___ Materials provided

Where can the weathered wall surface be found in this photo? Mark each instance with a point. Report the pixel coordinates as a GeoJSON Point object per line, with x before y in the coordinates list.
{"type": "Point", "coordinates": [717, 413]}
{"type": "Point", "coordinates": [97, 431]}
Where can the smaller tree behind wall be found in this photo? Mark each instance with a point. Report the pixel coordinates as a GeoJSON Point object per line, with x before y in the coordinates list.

______
___ Materials provided

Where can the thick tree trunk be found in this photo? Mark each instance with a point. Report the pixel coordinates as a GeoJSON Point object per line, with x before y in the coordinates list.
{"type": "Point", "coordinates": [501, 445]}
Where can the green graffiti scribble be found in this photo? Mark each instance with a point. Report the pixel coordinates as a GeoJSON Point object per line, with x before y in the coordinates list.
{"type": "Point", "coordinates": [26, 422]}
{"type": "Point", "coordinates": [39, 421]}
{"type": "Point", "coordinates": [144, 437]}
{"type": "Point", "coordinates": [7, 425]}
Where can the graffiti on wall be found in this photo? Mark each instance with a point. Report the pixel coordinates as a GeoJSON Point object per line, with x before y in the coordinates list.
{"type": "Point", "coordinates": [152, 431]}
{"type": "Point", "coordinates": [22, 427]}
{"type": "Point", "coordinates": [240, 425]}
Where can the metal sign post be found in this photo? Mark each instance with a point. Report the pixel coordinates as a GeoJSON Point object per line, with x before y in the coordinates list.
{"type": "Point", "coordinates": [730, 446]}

______

> **Stated exercise**
Pick out every line above that contains the word "wall" and copy each one in full.

> **Problem solution**
Where can the weathered wall surface be found in this photo? Mark each instance with a point. Report the pixel coordinates as a GeoJSON Point object per line, with x before y in the coordinates list.
Where can the smaller tree behind wall be found in this photo? Mark each instance with a point. Report the pixel coordinates as a GeoJSON Point object per line, with x before y in the coordinates list.
Where can the graffiti on wall be found in this photo? Mark each instance with a point. Report the pixel coordinates as a GeoJSON Point object per line, with x before y in the coordinates list.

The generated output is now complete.